§ What you will do:
Type out the data below in its entirety, exactly as given.

======== Data

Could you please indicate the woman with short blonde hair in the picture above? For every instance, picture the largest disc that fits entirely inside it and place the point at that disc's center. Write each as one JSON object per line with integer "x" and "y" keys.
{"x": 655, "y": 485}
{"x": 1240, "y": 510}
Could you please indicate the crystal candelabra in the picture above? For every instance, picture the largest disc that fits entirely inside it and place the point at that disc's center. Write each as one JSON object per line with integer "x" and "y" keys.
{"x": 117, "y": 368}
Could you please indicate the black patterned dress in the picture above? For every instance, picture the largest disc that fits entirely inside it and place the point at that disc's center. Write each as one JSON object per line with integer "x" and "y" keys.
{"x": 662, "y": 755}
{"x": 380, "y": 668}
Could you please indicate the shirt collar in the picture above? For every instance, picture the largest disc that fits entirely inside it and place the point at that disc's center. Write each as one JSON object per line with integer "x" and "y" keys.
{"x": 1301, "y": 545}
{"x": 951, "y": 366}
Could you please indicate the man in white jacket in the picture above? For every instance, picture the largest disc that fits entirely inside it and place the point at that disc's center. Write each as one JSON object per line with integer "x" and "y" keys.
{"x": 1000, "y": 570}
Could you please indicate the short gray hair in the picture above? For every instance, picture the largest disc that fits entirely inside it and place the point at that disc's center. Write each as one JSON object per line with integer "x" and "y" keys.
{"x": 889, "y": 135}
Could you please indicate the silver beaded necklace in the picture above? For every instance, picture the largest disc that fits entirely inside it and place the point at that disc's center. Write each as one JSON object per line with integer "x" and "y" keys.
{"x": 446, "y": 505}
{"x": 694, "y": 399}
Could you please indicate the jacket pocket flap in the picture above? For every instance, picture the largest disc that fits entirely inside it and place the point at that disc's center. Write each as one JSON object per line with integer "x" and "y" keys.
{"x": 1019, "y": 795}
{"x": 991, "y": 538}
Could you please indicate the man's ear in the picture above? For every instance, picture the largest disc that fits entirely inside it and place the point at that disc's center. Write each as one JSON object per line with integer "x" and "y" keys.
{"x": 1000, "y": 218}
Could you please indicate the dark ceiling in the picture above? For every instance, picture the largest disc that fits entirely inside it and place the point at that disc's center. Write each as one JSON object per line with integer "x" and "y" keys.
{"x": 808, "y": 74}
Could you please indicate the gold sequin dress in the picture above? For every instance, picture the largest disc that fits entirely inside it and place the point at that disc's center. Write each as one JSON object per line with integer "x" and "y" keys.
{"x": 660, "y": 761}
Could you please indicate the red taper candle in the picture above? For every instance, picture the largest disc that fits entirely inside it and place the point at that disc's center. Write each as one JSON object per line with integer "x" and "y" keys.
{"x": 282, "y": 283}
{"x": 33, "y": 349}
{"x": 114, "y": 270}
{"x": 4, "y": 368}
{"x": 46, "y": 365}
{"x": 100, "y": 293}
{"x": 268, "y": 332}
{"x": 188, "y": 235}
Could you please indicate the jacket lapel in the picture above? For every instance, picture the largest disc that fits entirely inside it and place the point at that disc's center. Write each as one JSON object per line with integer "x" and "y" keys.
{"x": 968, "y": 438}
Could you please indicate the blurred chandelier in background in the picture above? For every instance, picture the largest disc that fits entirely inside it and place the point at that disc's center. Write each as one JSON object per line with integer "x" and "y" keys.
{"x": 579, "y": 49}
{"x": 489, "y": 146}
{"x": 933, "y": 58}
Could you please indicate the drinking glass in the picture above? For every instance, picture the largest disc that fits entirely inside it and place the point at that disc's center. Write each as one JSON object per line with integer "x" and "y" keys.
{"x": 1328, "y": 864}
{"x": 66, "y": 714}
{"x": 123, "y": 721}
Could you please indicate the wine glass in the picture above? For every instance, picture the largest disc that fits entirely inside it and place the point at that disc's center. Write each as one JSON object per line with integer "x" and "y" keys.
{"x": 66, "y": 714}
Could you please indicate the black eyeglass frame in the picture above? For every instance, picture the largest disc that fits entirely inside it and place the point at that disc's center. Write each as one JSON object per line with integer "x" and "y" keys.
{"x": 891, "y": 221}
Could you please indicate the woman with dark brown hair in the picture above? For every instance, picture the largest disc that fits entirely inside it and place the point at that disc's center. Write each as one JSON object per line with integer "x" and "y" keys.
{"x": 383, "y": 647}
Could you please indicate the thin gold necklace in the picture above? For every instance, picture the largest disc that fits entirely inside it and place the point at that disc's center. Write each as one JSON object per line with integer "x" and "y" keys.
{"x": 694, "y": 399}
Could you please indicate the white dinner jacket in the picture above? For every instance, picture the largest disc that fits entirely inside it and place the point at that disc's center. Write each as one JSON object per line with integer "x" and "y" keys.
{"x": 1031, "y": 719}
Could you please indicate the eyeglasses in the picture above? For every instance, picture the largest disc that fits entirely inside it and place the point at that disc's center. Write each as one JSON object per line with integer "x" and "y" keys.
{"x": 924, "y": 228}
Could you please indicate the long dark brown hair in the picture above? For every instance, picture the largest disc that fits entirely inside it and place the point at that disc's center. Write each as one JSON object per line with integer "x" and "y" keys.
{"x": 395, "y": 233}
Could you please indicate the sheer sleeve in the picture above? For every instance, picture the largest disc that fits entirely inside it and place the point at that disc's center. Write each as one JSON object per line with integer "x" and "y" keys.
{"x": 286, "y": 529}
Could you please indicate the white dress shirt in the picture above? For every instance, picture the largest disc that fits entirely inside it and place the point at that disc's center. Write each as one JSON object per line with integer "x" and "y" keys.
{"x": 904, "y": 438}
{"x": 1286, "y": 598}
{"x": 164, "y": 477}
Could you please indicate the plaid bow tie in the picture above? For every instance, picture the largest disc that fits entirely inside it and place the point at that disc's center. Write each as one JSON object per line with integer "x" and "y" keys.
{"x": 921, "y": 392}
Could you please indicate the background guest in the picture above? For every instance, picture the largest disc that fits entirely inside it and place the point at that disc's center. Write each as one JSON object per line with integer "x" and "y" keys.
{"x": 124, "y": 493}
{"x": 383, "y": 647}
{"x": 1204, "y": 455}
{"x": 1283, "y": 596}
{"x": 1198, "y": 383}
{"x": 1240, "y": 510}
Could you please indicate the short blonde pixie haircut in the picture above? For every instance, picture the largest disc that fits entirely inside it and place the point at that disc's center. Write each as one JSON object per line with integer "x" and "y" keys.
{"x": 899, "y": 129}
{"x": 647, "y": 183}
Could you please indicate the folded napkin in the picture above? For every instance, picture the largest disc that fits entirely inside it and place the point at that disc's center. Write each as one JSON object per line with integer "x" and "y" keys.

================

§ Problem solution:
Could you please indicate the woman with short blonde hair in the picture above? For every instance, picture the largest disc that fits entirely inside it and place the point at that disc's center. Write each as one JSON object per line with integer "x" and "y" keys.
{"x": 655, "y": 485}
{"x": 1240, "y": 510}
Could you please indicate the crystal candelabra in the picture above? For every instance, picture the largest disc that fits entirely inside it and place the point at that disc's center. Write each as one JSON object per line with integer "x" and "y" keys.
{"x": 117, "y": 368}
Could you please indicate the black patterned dress in the picture above? For every instance, picture the largest disc that fits entirely inside it and place the point at that disc's center. Write each as one JSON object per line with integer "x" and "y" keys.
{"x": 662, "y": 755}
{"x": 380, "y": 668}
Could you please indicate the shirt collar in the picture above? For every instance, picture the largest disc that fits entirely inside it and place the point at that disc's center. Write each as one JSON object per line with integer "x" and "y" keys.
{"x": 1301, "y": 545}
{"x": 951, "y": 366}
Could you please indicate the man in white jacket in the picture above? For every instance, picture the largest disc that fits entirely inside it and place the point at that disc's center. Write each as one JSON object per line with integer "x" and "y" keys.
{"x": 1000, "y": 570}
Could you please indicate the short gray hair in the picture above? For every instance, picture the largest disc that fits entirely inside it and place the point at that disc's center. Write each as one JSON object per line with integer "x" and "y" keys.
{"x": 889, "y": 135}
Could you please indicate the silver beaded necklace in the picture above? For every instance, picture the largest disc that fits entirely inside it and place the point at that disc's center. Write each as one JSON object per line with integer "x" and "y" keys.
{"x": 446, "y": 505}
{"x": 694, "y": 399}
Could you please indicate the jacket pocket flap in the picture above? For every instance, picture the largest disc that fits entirely inside it and place the point at that disc's center. Write each as one JSON object per line with integer "x" and "y" keys.
{"x": 1019, "y": 795}
{"x": 991, "y": 538}
Could you please indicate the man's ear in the picture above? For every instance, picture the largest disc that fits entirely inside it and place the point at that disc's center. Write each as one JSON object per line with integer "x" and "y" keys.
{"x": 1000, "y": 218}
Could you please indicate the dark ceiling in the picture above? For every instance, picture the largest disc that fits entirely inside it and place the point at that disc's center. Write each as one JSON object per line with integer "x" and "y" keys.
{"x": 808, "y": 74}
Could you please indicate the gold sequin dress in the picture above? For every instance, picture the largest disc that fits entirely inside it and place the point at that disc's center. Write each as one JSON object per line with integer "x" and "y" keys.
{"x": 660, "y": 761}
Could you please indicate the red taper candle in the picture above? For every instance, picture the largest disc that fits entirely inside it and place the point at that disc's center. Write each as one JSON object per line with integer "x" and "y" keys.
{"x": 282, "y": 283}
{"x": 33, "y": 349}
{"x": 114, "y": 270}
{"x": 4, "y": 368}
{"x": 46, "y": 365}
{"x": 100, "y": 293}
{"x": 268, "y": 332}
{"x": 188, "y": 235}
Could you please indicate the jacket lapel in the picture above? For every instance, picture the largest disc that fits entirely inside it and place the point at that disc's center. Write each as one JSON object per line with integer "x" and "y" keys.
{"x": 968, "y": 438}
Could you please indicate the blurred chandelier in background in the picture above? For every instance, picture the largest disc that fits entirely inside it and place the point at that disc's center. Write each as one JSON object per line with integer "x" and "y" keys.
{"x": 579, "y": 49}
{"x": 489, "y": 146}
{"x": 933, "y": 58}
Could you please indicate the drinking glass in the picture above? For every instance, picture the largest disc that fits entirely inside it and place the point at that disc's center. Write each as one JSON object per line with integer "x" and "y" keys.
{"x": 1328, "y": 864}
{"x": 66, "y": 714}
{"x": 123, "y": 721}
Could you please indicate the wine glass in the picture above? For every instance, picture the largest disc that fits entirely inside it and place the point at that disc's center. Write each as one JSON object per line with integer "x" and "y" keys.
{"x": 66, "y": 714}
Could you please indicate the black eyeglass frame in the picture above? For every instance, picture the largest disc that fits entirely inside it and place the point at that disc's center. Write each as one JSON object per line with integer "x" and "y" keys.
{"x": 891, "y": 221}
Could you please indicate the woman with dark brown hair in the picture above? For every instance, picture the largest disc that fits entirely inside it and place the point at that disc's center. Write each as one JSON object per line with integer "x" and "y" keys.
{"x": 383, "y": 647}
Could you please indicate the thin gold necklace in the picture above? For every instance, picture the largest disc that fits entirely inside it and place the point at that disc's center. Write each as one JSON object per line with integer "x" and "y" keys.
{"x": 694, "y": 399}
Could you please indicate the white dinner jacket in the picture above? For every instance, picture the largest disc that fits entirely inside it and place the point at that disc's center. Write each as one JSON object per line with integer "x" and "y" keys.
{"x": 1031, "y": 719}
Could you please indicate the eyeglasses in the picture above? For every instance, picture the largest disc that fits entirely inside it and place the point at that disc's center. Write each as one JSON object per line with integer "x" and "y" keys.
{"x": 924, "y": 228}
Could you please indicate the long dark brown hair in the picture above? For every instance, picture the largest disc that fits entirely inside it and place the point at that disc's center. Write each as one JSON object per line with integer "x" and "y" keys.
{"x": 395, "y": 233}
Could you please indicate the sheer sleeve in the picture above? For every instance, picture the largest disc that fits entirely inside it and place the point at that disc's center. Write each as one JSON object per line with integer "x" and "y" keys.
{"x": 286, "y": 529}
Could you please indicate the white dress shirt in the picture above? For every instance, picture the largest disc that fits entirely inside it and place the point at that disc's center. Write each as one JSON object per line with integer "x" and "y" keys.
{"x": 904, "y": 438}
{"x": 1286, "y": 598}
{"x": 164, "y": 477}
Could you please indicate the plaid bow tie in the picture above? For every instance, picture the largest disc that fits entirely inside it and place the point at that disc's center. Write each as one JSON object per line with integer "x" and "y" keys.
{"x": 921, "y": 392}
Could you please indicate the background guest in the picture above? For every instance, picture the largest disc that fits entirely inside it and place the point at that disc's center. Write each as one JSON object per line with integer "x" and "y" keys.
{"x": 124, "y": 493}
{"x": 383, "y": 647}
{"x": 1204, "y": 455}
{"x": 1283, "y": 596}
{"x": 1198, "y": 383}
{"x": 1240, "y": 510}
Could you please indicate the short blonde pixie haircut in the picture above? For every instance, picture the largest disc that fits entirely inside it and place the point at that disc's center. Write each as one JSON object per line with integer "x" and "y" keys.
{"x": 899, "y": 129}
{"x": 647, "y": 183}
Could you please indicate the folded napkin in the picture above? For every instance, picture the largest disc that fits entirely inside it and place the point at that disc's center. Write each as one JSON object per line with integer "x" and "y" keys.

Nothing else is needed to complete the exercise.